## Short task
Copy the label_from_names() documentation between "The function raises" and "nothing before it).", inclusive, substituting "confusing" for "cryptic".

## Source
Skip to contents

Splits each column name at the first occurrence of sep, renames the column to the part before sep (the name, trimmed of surrounding whitespace), and assigns the part after sep as a "label" attribute on the column. The label attribute follows the haven convention also used by labelled::var_label(), so labelled-aware tooling (labelled, haven, varlist(), code_book(), ...) reads it transparently. Splitting at the first sep means the label itself may contain the separator.

Usage

label_from_names(df, sep = ". ")

Arguments

df

A data.frame or tibble with column names of the form "name<sep>label" (e.g. "code. question text").

sep

Character string used as separator between name and label. Default ". " (LimeSurvey's default); any literal string can be used. Matched as a fixed string, so regex metacharacters such as . or | carry no special meaning.

Value

An object of the same class as df – a base data.frame if df was a base data.frame, a tbl_df if df was a tibble. The output has column names equal to the trimmed names (before sep) and, for every column whose original name contained sep, a "label" attribute equal to the label (after sep). Columns whose name does not contain sep are passed through unchanged with no label attached.

Details

This is especially useful for LimeSurvey CSV exports when using Export results -> Export format: CSV -> Headings: Question code & question text, where column names look like "code. question text". The default separator is ". " to match that export.

LimeSurvey question codes (the part before sep) are restricted to alphanumeric characters, must start with a letter, and cannot contain spaces or special characters. The column name therefore needs to encode both the code and the question text, separated by a literal string – there is no way to recover a label from a code alone. If your export uses Headings: Question code (codes only), re-export with Headings: Question code & question text (which inserts the default ". " separator) before calling this function.

Errors

The function raises an actionable error – rather than letting the downstream constructor raise a cryptic one – when the split produces:

  • duplicate column names (two original names share the same prefix before sep); or

  • an empty column name (the original name starts with sep and has nothing before it).

See also

labelled::var_label() reads the "label" attribute set by this function; varlist() and code_book() surface it in their inspection outputs.

Other variable inspection: code_book(), varlist()

Examples

# LimeSurvey-style column names (default sep = ". ").
df <- data.frame(
  "age. Age of respondent" = c(25, 30),
  "score. Total score. Manually computed." = c(12, 14),
  check.names = FALSE
)
out <- label_from_names(df)
attr(out$age, "label")
#> [1] "Age of respondent"
attr(out$score, "label")
#> [1] "Total score. Manually computed."

# Custom separator.
df2 <- data.frame(
  "id|Identifier" = 1:3,
  "score|Total score" = c(10, 20, 30),
  check.names = FALSE
)
out2 <- label_from_names(df2, sep = "|")

## Material shown
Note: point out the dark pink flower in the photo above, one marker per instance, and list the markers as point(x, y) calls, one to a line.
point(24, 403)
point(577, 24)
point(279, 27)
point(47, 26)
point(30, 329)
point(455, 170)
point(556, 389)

## Solution
The function raises an actionable error – rather than letting the downstream constructor raise a confusing one – when the split produces:

  • duplicate column names (two original names share the same prefix before sep); or

  • an empty column name (the original name starts with sep and has nothing before it).